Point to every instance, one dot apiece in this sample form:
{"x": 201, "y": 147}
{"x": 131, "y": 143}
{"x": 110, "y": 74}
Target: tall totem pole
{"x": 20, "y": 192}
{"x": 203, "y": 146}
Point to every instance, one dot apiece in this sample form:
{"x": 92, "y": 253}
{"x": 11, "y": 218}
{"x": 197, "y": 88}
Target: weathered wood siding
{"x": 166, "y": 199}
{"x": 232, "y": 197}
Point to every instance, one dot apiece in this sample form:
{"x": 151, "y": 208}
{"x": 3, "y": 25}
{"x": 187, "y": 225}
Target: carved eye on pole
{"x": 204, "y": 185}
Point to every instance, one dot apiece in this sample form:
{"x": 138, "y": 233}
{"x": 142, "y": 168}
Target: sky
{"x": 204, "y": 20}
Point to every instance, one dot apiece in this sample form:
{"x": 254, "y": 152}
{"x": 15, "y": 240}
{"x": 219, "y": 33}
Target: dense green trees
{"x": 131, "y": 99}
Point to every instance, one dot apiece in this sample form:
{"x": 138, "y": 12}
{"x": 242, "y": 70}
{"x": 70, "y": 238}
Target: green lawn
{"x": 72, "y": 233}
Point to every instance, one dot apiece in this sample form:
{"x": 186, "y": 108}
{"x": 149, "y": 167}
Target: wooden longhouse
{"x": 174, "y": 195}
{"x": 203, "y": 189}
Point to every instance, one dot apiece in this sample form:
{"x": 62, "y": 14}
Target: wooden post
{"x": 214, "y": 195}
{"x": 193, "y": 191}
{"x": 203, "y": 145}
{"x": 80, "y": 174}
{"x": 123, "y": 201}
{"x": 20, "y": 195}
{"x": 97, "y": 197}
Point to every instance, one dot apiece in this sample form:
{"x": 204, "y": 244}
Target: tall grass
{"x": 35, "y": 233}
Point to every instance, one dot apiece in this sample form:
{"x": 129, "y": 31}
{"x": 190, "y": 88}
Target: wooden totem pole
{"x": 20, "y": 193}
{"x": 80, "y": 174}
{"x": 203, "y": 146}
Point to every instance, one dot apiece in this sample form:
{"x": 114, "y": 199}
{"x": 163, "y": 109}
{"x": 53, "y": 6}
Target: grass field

● **Short exercise**: Write down the full listing again, exactly.

● **Solution to this task**:
Point to every instance, one dot apiece in this sample form:
{"x": 201, "y": 147}
{"x": 131, "y": 143}
{"x": 110, "y": 74}
Target: tall totem pole
{"x": 20, "y": 192}
{"x": 203, "y": 146}
Point to every instance, one dot apiece in this sample form:
{"x": 92, "y": 253}
{"x": 11, "y": 218}
{"x": 197, "y": 88}
Target: weathered wood siding
{"x": 166, "y": 199}
{"x": 232, "y": 197}
Point to every instance, one dot apiece in this sample form:
{"x": 151, "y": 208}
{"x": 3, "y": 25}
{"x": 187, "y": 225}
Target: carved eye on pole
{"x": 204, "y": 185}
Point to every instance, one dot apiece in this sample form:
{"x": 138, "y": 233}
{"x": 142, "y": 168}
Target: sky
{"x": 204, "y": 20}
Point to every instance, one dot apiece in this sample form:
{"x": 254, "y": 152}
{"x": 15, "y": 240}
{"x": 219, "y": 33}
Target: dense green trees
{"x": 131, "y": 99}
Point to every instance, one dot apiece in this sample form:
{"x": 138, "y": 12}
{"x": 242, "y": 70}
{"x": 70, "y": 238}
Target: green lawn
{"x": 72, "y": 233}
Point to every instance, one dot apiece in this sample form:
{"x": 186, "y": 108}
{"x": 149, "y": 167}
Target: wooden longhouse
{"x": 174, "y": 195}
{"x": 203, "y": 189}
Point to every instance, one dot apiece in this sample form:
{"x": 62, "y": 14}
Target: wooden post
{"x": 214, "y": 195}
{"x": 193, "y": 191}
{"x": 203, "y": 145}
{"x": 80, "y": 174}
{"x": 123, "y": 201}
{"x": 20, "y": 195}
{"x": 97, "y": 197}
Point to every instance, one dot apiece in this sample form:
{"x": 204, "y": 244}
Target: tall grass
{"x": 35, "y": 233}
Point to every instance, one dot apiece in this sample form:
{"x": 129, "y": 31}
{"x": 190, "y": 88}
Target: wooden totem pole
{"x": 20, "y": 193}
{"x": 80, "y": 174}
{"x": 203, "y": 146}
Point to every instance, one dot apiece in this sample form:
{"x": 114, "y": 199}
{"x": 163, "y": 109}
{"x": 53, "y": 6}
Target: grass field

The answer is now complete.